**Problem requirements**
Can you rewrite the material as a numbered list, starting with the line that contains "Task: place one keypoint per instance of the black cycling" and going on through the final line of the material, with any blank lines left out?

**Data for this exercise**

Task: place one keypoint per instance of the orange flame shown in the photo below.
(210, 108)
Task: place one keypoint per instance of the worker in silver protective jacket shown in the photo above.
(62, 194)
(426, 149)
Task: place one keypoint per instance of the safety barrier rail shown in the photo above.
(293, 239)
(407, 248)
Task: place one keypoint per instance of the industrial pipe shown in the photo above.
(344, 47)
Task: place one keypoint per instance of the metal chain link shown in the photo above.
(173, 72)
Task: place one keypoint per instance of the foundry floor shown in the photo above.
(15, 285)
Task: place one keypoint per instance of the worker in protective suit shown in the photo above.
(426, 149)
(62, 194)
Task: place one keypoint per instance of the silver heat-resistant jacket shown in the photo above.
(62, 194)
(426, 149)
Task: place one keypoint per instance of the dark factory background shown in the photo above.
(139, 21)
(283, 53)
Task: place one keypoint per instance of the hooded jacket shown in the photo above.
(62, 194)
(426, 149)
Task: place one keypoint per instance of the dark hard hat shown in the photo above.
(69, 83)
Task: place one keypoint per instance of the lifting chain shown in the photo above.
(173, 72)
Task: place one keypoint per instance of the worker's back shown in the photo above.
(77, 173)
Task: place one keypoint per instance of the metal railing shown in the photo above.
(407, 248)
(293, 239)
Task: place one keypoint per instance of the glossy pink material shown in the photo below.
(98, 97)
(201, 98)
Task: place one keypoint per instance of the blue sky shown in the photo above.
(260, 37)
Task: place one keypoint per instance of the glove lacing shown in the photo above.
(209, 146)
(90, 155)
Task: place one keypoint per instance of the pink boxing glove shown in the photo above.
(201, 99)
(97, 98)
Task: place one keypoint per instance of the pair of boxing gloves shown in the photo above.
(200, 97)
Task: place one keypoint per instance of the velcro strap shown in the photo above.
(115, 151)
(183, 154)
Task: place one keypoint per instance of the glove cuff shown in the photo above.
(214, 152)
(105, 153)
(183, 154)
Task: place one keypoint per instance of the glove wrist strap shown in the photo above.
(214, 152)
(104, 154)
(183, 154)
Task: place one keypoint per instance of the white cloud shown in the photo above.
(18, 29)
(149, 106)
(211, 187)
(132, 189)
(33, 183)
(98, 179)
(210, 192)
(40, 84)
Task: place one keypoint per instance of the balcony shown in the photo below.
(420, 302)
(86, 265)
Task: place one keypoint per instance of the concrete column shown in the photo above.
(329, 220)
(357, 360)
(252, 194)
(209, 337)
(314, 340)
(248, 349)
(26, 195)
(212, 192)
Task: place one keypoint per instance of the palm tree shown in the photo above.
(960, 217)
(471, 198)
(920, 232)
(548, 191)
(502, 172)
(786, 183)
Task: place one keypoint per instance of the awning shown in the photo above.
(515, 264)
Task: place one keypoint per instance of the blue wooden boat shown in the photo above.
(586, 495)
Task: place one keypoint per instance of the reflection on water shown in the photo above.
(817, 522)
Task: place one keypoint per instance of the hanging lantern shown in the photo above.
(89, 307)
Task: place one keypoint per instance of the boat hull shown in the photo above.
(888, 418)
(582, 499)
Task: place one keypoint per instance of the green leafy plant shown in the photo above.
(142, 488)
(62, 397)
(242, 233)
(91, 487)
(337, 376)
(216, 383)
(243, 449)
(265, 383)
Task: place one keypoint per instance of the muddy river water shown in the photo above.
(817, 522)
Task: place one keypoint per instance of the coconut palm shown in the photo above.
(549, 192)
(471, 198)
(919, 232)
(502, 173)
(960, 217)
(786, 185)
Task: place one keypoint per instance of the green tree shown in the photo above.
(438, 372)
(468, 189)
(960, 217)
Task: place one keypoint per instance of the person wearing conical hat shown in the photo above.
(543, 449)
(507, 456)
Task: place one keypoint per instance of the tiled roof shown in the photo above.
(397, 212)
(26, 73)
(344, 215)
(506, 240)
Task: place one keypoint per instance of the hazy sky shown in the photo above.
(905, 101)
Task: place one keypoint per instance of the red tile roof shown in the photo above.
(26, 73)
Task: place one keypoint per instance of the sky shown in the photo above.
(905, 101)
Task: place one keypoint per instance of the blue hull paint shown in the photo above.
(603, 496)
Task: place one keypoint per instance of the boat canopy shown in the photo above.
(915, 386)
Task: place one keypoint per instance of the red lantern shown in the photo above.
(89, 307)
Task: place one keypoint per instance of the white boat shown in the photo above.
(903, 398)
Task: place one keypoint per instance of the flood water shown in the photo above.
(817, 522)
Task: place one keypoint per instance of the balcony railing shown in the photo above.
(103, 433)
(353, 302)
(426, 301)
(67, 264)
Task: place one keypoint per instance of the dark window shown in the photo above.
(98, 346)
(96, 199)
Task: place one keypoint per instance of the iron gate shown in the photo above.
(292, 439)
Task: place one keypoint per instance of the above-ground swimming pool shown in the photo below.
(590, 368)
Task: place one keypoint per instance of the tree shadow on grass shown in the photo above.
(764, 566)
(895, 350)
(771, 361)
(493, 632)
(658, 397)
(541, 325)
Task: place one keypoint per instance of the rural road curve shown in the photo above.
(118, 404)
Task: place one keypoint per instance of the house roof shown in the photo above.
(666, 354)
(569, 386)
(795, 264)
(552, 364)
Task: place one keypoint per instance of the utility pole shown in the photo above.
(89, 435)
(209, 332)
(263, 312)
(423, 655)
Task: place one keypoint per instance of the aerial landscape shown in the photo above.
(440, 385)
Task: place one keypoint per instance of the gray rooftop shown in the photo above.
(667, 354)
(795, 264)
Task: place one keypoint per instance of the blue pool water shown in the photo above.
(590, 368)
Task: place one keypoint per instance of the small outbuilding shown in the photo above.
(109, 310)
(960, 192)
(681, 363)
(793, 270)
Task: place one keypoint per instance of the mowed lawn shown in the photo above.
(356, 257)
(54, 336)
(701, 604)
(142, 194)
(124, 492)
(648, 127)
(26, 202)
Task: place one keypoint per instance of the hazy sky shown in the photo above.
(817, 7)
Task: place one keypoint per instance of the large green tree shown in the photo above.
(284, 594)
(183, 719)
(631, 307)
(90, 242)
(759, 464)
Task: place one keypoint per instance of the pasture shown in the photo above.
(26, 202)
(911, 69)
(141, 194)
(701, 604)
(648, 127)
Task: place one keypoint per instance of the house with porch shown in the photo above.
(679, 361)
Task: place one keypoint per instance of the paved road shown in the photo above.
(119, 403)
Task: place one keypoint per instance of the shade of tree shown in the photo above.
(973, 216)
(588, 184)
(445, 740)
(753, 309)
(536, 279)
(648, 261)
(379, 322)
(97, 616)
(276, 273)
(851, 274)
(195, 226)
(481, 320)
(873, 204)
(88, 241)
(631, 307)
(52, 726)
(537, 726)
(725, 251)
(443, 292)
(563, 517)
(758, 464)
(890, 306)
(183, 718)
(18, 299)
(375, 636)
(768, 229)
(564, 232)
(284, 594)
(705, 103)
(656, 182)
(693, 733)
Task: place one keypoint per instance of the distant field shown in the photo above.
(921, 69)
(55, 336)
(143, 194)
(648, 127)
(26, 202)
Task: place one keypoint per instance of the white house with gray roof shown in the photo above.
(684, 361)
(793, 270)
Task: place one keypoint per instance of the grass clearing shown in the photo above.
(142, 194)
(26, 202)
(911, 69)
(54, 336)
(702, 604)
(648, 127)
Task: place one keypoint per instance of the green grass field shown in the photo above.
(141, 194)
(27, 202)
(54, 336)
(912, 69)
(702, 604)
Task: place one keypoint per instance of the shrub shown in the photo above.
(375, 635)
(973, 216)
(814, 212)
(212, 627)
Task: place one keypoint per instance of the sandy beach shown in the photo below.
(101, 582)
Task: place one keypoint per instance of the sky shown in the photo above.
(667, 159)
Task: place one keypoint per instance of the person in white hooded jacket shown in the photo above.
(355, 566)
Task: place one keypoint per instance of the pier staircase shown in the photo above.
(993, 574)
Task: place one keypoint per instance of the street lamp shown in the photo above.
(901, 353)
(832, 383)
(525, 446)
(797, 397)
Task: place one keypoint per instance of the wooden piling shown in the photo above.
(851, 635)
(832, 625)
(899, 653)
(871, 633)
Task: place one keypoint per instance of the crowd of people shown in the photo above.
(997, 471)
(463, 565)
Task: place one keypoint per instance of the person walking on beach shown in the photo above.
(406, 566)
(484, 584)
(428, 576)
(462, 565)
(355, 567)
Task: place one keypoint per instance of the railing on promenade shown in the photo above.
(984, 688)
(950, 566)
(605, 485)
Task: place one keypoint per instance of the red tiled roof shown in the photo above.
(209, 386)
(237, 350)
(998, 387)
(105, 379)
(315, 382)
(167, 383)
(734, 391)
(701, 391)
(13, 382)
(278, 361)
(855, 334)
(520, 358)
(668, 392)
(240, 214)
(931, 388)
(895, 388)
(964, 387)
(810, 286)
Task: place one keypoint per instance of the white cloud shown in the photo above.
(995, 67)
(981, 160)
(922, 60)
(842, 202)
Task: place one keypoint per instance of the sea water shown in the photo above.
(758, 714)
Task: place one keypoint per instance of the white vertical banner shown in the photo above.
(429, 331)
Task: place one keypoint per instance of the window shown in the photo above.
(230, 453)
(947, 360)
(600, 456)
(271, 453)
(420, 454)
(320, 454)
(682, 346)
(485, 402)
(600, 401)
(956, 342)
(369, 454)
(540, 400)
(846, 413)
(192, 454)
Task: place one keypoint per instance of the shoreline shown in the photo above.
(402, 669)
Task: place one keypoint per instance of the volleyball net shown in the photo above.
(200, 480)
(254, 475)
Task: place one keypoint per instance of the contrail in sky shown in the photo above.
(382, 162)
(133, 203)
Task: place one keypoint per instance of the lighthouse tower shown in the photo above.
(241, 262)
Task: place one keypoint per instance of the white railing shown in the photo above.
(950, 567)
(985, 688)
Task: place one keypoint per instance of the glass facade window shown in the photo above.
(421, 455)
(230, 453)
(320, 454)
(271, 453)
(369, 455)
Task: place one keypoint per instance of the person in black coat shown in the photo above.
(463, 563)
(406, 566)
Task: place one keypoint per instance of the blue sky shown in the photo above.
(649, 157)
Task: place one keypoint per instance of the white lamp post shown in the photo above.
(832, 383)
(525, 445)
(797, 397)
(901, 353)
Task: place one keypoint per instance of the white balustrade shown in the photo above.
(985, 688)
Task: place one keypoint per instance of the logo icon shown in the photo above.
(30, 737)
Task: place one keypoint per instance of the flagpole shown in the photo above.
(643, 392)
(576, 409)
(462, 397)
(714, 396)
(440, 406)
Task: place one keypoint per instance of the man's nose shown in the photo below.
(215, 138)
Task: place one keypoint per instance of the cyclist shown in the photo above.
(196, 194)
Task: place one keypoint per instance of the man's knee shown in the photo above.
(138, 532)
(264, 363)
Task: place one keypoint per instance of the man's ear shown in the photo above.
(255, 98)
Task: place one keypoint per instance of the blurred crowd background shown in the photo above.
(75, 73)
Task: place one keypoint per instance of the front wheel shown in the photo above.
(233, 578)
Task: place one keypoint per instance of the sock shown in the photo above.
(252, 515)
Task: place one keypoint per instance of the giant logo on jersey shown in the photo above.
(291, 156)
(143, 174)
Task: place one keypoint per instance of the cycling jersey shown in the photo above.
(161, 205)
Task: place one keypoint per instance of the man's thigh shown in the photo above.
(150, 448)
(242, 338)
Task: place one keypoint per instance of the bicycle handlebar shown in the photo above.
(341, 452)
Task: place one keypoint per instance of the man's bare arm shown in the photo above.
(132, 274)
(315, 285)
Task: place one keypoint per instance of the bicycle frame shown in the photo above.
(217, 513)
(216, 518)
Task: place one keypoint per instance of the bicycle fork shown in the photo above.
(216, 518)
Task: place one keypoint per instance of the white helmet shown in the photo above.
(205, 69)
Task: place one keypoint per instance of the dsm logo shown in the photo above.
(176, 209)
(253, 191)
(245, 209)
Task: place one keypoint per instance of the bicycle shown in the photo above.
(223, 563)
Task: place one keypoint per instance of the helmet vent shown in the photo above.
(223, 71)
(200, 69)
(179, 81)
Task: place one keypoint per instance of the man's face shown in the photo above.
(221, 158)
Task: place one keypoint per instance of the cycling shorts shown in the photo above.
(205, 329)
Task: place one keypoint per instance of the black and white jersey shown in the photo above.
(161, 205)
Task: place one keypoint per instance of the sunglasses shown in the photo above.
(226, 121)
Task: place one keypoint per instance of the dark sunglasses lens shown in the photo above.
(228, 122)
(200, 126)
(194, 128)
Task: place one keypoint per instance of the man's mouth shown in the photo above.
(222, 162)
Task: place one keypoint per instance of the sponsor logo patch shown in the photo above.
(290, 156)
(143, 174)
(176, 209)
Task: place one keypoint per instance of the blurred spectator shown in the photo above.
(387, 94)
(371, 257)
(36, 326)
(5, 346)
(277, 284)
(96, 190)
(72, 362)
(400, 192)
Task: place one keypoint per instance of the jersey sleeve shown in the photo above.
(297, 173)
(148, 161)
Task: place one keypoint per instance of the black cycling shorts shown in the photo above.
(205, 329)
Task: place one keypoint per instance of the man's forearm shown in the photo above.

**Full response**
1. Task: place one keypoint per instance of the black cycling shorts shown in the photo above.
2. (205, 329)
3. Task: place one keypoint per instance of the man's forearm shown in the photo above.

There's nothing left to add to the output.